_Direction a_. Add 16 to every box coordinate in the answers of the listing below, and write out all of its lines again, requests included.

================

In 1820 a young man, who was known in the community as William L. Stevenson, was living and keeping hotel at a place called Downerville, in the State of Kentucky. He subsequently removed> to Lexington, in that State, and was there engaged in the boot and shoe business for a number of years. He was married at Lexington on May 4, 1834, to one Catherine B. Patrick, -and four children were born of the marriage. A few years after the birth of these children he failed in business and became insolvent, and then his wife and two of the children died. In 1856 he removed, taking his two remaining children with him, to Colchester, in the State of Illinois, where several brothers of his deceased wife were living, and were engaged in merchandising. He was at first a clerk in the store of John Patrick, then a clerk in the store of William Patrick, and then took charge of the store of the latter. Subsequently he was engaged in a partnership business with Charles Patrick, one of the defendants herein, who was the. son of another brother of his deceased wife. His other two daughters, Ellen and Mary, died without issue in 1856 and 1857, respectively.

================

_Direction b_. Give the passage about William L. Stevenson again, word for word and in full.

_Part of a data file_.
================

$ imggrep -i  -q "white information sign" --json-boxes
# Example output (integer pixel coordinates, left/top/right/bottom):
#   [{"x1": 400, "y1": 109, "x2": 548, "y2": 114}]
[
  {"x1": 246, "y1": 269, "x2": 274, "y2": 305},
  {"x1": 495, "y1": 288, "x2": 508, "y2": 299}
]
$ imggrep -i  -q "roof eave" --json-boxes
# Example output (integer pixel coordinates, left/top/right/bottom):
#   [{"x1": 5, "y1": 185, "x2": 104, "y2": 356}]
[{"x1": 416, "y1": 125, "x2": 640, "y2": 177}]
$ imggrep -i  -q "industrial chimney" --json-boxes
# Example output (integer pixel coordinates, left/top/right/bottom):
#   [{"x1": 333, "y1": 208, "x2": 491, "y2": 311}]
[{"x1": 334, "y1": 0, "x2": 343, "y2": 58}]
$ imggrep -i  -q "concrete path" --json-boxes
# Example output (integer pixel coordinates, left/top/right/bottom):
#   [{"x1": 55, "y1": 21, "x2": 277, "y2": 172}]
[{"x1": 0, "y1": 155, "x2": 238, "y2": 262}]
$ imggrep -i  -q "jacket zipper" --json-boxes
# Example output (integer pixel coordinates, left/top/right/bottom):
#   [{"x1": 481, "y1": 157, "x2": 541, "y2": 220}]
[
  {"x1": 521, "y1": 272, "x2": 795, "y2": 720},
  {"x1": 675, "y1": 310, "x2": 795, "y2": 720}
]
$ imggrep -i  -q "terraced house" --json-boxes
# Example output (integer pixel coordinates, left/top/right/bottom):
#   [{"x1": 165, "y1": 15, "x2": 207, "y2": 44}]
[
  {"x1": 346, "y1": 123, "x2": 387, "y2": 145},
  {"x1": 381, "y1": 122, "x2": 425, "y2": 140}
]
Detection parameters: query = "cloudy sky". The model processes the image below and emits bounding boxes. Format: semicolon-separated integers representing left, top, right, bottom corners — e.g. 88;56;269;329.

================

_Exercise output a_.
$ imggrep -i  -q "white information sign" --json-boxes
# Example output (integer pixel coordinates, left/top/right/bottom):
#   [{"x1": 400, "y1": 109, "x2": 548, "y2": 114}]
[
  {"x1": 262, "y1": 285, "x2": 290, "y2": 321},
  {"x1": 511, "y1": 304, "x2": 524, "y2": 315}
]
$ imggrep -i  -q "roof eave" --json-boxes
# Example output (integer pixel coordinates, left/top/right/bottom):
#   [{"x1": 5, "y1": 185, "x2": 104, "y2": 356}]
[{"x1": 432, "y1": 141, "x2": 656, "y2": 193}]
$ imggrep -i  -q "industrial chimney" --json-boxes
# Example output (integer pixel coordinates, left/top/right/bottom):
#   [{"x1": 333, "y1": 208, "x2": 491, "y2": 311}]
[{"x1": 350, "y1": 16, "x2": 359, "y2": 74}]
$ imggrep -i  -q "concrete path" --json-boxes
# Example output (integer pixel coordinates, left/top/right/bottom):
#   [{"x1": 55, "y1": 21, "x2": 277, "y2": 172}]
[{"x1": 16, "y1": 171, "x2": 254, "y2": 278}]
$ imggrep -i  -q "jacket zipper" --json-boxes
# Example output (integer pixel coordinates, left/top/right/bottom):
#   [{"x1": 481, "y1": 157, "x2": 541, "y2": 220}]
[
  {"x1": 537, "y1": 288, "x2": 811, "y2": 736},
  {"x1": 691, "y1": 326, "x2": 811, "y2": 736}
]
$ imggrep -i  -q "terraced house" --json-boxes
# Example output (integer pixel coordinates, left/top/right/bottom):
#   [{"x1": 165, "y1": 15, "x2": 207, "y2": 44}]
[
  {"x1": 362, "y1": 139, "x2": 403, "y2": 161},
  {"x1": 397, "y1": 138, "x2": 441, "y2": 156}
]
Detection parameters: query = "cloudy sky". The model processes the image below and emits bounding boxes. Format: semicolon-separated integers representing left, top, right, bottom corners — e.g. 88;56;269;329.

_Exercise output b_.
In 1820 a young man, who was known in the community as William L. Stevenson, was living and keeping hotel at a place called Downerville, in the State of Kentucky. He subsequently removed> to Lexington, in that State, and was there engaged in the boot and shoe business for a number of years. He was married at Lexington on May 4, 1834, to one Catherine B. Patrick, -and four children were born of the marriage. A few years after the birth of these children he failed in business and became insolvent, and then his wife and two of the children died. In 1856 he removed, taking his two remaining children with him, to Colchester, in the State of Illinois, where several brothers of his deceased wife were living, and were engaged in merchandising. He was at first a clerk in the store of John Patrick, then a clerk in the store of William Patrick, and then took charge of the store of the latter. Subsequently he was engaged in a partnership business with Charles Patrick, one of the defendants herein, who was the. son of another brother of his deceased wife. His other two daughters, Ellen and Mary, died without issue in 1856 and 1857, respectively.